**WHAT TO PRODUCE:**
Omit the pictures and reproduce the rest of the listing exactly.

**SUPPLIED MATERIAL:**

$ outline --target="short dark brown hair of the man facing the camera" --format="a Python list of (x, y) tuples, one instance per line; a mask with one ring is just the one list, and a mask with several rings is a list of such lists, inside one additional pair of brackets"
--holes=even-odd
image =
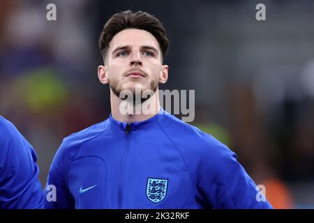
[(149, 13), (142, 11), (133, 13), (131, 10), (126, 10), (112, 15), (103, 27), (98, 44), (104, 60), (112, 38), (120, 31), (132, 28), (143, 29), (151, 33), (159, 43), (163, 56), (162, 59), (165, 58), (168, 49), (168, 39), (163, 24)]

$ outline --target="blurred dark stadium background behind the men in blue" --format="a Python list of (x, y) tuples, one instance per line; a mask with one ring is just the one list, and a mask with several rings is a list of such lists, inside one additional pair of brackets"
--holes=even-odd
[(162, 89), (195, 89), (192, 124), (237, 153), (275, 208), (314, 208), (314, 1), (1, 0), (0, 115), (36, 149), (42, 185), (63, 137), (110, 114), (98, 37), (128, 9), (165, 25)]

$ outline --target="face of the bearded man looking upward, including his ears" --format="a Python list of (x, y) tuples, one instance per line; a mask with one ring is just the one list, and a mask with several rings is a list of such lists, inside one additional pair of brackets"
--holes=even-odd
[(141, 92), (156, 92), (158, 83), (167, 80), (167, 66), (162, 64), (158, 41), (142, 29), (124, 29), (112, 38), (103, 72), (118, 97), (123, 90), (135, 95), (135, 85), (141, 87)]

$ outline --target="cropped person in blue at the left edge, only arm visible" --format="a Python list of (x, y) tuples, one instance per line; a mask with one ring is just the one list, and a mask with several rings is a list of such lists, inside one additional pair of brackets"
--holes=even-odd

**SOLVED EXERCISE:**
$ outline --target="short dark brown hair of the man facing the camera" --format="a Python list of (x, y) tuples, one instance per line; a mask with one ring is just the one list, and a mask with several rings is a list of such lists, inside one additional pair of brackets"
--holes=even-odd
image =
[(149, 13), (142, 11), (133, 13), (131, 10), (126, 10), (112, 15), (103, 27), (98, 44), (104, 60), (112, 38), (120, 31), (132, 28), (143, 29), (151, 33), (159, 43), (163, 56), (162, 59), (165, 58), (168, 49), (168, 39), (163, 24)]

$ outline --target="blurred dark stadium background behind the men in blue" --format="a Python list of (x, y) tuples, one instance per line; a mask with one ring is just the one list, and a mask with several rings is a list of such lists, inside one additional pair of brackets"
--holes=even-odd
[(162, 89), (195, 89), (192, 124), (237, 153), (275, 208), (314, 208), (314, 1), (1, 0), (0, 115), (36, 149), (42, 185), (63, 137), (110, 114), (98, 37), (128, 9), (165, 25)]

$ outline --target="face of the bearded man looking upward, including his ears" --format="a Python list of (x, y) tuples, one instance per line; a mask with one ring is just the one list, and a mask with several rings is a list of such lists, inside one additional pair of brackets"
--holes=even-odd
[(141, 92), (156, 92), (158, 83), (167, 80), (167, 66), (162, 64), (158, 41), (142, 29), (124, 29), (112, 38), (103, 72), (118, 97), (123, 90), (135, 95), (135, 85), (141, 87)]

$ outline --target="cropped person in blue at the left edge, only arm visible" --format="a Python list of (x, y) tuples, one instance per line; a mask with one ring is just the one list, and a mask with several rings is a list of such lists, inside one additional pair of brackets"
--holes=even-odd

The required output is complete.